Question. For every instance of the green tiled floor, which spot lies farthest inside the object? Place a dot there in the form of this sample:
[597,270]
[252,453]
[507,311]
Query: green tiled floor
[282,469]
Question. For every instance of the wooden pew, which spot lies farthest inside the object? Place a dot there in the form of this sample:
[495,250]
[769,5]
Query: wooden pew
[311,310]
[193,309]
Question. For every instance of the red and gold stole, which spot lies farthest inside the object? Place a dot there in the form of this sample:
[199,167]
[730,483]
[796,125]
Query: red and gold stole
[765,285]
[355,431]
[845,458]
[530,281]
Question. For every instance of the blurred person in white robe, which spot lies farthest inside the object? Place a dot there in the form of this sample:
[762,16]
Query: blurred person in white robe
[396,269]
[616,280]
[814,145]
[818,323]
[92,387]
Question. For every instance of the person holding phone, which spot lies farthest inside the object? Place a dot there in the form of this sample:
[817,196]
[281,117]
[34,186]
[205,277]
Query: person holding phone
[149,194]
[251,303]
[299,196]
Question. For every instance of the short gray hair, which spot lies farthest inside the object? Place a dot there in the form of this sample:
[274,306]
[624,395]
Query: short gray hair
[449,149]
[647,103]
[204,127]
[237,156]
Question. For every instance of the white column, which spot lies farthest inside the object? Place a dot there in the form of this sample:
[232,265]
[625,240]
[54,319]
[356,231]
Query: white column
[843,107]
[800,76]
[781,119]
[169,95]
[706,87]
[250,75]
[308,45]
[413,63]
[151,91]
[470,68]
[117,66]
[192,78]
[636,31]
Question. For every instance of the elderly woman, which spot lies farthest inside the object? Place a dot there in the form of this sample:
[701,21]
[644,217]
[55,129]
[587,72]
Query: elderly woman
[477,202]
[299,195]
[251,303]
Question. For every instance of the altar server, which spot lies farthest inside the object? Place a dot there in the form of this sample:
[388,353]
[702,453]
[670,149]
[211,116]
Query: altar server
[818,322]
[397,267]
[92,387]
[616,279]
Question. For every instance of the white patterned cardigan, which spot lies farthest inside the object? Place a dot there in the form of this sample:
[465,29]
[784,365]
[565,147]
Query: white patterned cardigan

◆ **Direction**
Rewrite all of the rows above, changing every "Place a dot there" to "Mark a point there" and leaving everything else unchanged.

◆ **Response**
Question. For every instance of the green tiled floor, which spot lies farthest inside the object? Mark a point there in the form of this sample:
[597,270]
[252,453]
[507,311]
Query: green tiled floor
[282,469]
Question. For every instance of the wooden pew, which spot lies farthest inside the object? Mark a point there in the form of this sample:
[495,250]
[769,5]
Query: wooden pew
[311,310]
[193,309]
Question. For every instance of the red and gold stole, which spot lies farthest inside the object? Mark a point there in the form of this sample:
[199,167]
[730,483]
[796,125]
Query: red and gold stole
[765,285]
[355,431]
[845,458]
[530,281]
Question. For every instance of the blurred person in white robe, which spot lies farthest inside the object? Mark a point there in the form of this sample:
[762,16]
Query: blurred person in white robe
[396,269]
[616,280]
[814,145]
[818,323]
[92,387]
Question. For every instance of the person holding phone, which spot lies farthest inside the object? Mark a point there in the form of this sample:
[817,196]
[281,117]
[34,186]
[205,277]
Query: person holding phone
[149,194]
[251,303]
[299,196]
Question. For every instance of the short gray hair, which spot lies farthest inside the object? Mark a point there in the form of this sample:
[274,306]
[624,395]
Query: short gray hair
[449,149]
[647,103]
[204,127]
[237,156]
Question. For every instance of the white column, which spot lies farthest inside the object? Mark a point there in the form of this sample:
[232,265]
[625,240]
[54,319]
[356,231]
Query: white column
[843,107]
[800,76]
[781,119]
[169,95]
[706,87]
[250,75]
[308,45]
[413,63]
[151,91]
[470,68]
[117,66]
[192,78]
[636,31]
Question. For every instance of the elderly woman, which spot lies farthest inside the object? Mark a point there in the form of this sample:
[701,21]
[644,217]
[55,129]
[587,72]
Query: elderly woman
[477,202]
[299,195]
[251,303]
Question. For every instance of the altar server, which spot lies farthest inside the object? Mark a point there in the form of this sample:
[388,353]
[702,453]
[670,149]
[211,116]
Query: altar server
[818,322]
[397,267]
[92,387]
[616,279]
Question. For every instance of the white patterned cardigan, which spot lies farthest inside the object? Mark a point there in the form of this sample:
[465,29]
[784,365]
[565,147]
Query: white patterned cardigan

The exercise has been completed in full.